··· Given records

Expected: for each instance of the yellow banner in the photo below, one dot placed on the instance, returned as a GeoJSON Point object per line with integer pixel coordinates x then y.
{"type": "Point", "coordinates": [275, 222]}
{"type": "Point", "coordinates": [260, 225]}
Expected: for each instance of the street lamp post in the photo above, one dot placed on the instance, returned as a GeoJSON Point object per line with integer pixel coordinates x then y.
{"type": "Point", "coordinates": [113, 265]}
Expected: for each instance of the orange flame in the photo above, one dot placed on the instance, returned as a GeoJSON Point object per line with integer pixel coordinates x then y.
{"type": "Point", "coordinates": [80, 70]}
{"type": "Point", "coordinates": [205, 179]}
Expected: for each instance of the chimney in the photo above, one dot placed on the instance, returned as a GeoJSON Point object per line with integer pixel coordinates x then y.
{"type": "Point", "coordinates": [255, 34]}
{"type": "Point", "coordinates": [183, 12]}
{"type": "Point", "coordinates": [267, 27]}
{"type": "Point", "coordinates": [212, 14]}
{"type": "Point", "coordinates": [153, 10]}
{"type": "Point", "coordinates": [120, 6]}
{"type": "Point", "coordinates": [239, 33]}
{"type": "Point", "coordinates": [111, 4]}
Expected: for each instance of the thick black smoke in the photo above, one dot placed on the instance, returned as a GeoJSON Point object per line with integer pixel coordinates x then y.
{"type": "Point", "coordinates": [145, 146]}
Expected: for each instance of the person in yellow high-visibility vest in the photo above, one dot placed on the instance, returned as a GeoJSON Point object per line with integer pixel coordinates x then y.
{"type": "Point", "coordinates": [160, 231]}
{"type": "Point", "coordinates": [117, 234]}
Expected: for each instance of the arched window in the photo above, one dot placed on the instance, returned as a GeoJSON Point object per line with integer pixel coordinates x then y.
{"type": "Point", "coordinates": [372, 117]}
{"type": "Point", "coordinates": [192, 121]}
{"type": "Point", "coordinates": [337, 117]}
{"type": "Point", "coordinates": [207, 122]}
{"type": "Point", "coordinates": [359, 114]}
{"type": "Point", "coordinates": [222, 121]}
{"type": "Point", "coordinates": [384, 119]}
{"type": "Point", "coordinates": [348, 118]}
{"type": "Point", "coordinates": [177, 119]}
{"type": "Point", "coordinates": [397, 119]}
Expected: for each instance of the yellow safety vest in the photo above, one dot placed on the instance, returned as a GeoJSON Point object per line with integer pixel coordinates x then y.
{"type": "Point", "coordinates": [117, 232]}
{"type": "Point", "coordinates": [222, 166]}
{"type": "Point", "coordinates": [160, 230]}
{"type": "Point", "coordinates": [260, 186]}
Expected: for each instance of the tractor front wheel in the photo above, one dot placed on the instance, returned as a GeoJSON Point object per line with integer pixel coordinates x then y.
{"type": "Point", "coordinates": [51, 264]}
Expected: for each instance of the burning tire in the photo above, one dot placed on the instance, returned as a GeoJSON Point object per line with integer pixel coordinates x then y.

······

- [Your objective] Copy exactly the lines above, from the one containing "Expected: for each instance of the arched" through the very last line.

- [The result]
Expected: for each instance of the arched window in the photo above, one dot placed on the instance, returned as a GeoJSON Point object per line with integer pixel coordinates x then y.
{"type": "Point", "coordinates": [372, 117]}
{"type": "Point", "coordinates": [192, 121]}
{"type": "Point", "coordinates": [337, 117]}
{"type": "Point", "coordinates": [207, 122]}
{"type": "Point", "coordinates": [359, 114]}
{"type": "Point", "coordinates": [222, 121]}
{"type": "Point", "coordinates": [384, 119]}
{"type": "Point", "coordinates": [348, 118]}
{"type": "Point", "coordinates": [177, 119]}
{"type": "Point", "coordinates": [397, 119]}
Expected: for each instance of the yellow safety vest in the photo above, one dot placed on the instance, returned as a GeoJSON Point object per line with integer pixel coordinates x then y.
{"type": "Point", "coordinates": [117, 232]}
{"type": "Point", "coordinates": [222, 166]}
{"type": "Point", "coordinates": [160, 230]}
{"type": "Point", "coordinates": [260, 186]}
Expected: for each instance of the tractor front wheel in the photo above, one dot placed on the instance, returned as a GeoJSON Point object per line with integer pixel coordinates x then y.
{"type": "Point", "coordinates": [51, 264]}
Expected: for each instance of the burning tire in the photo above, one dot placed on the instance, returned as a GeoJSON Point object per line with integer pixel coordinates x then y.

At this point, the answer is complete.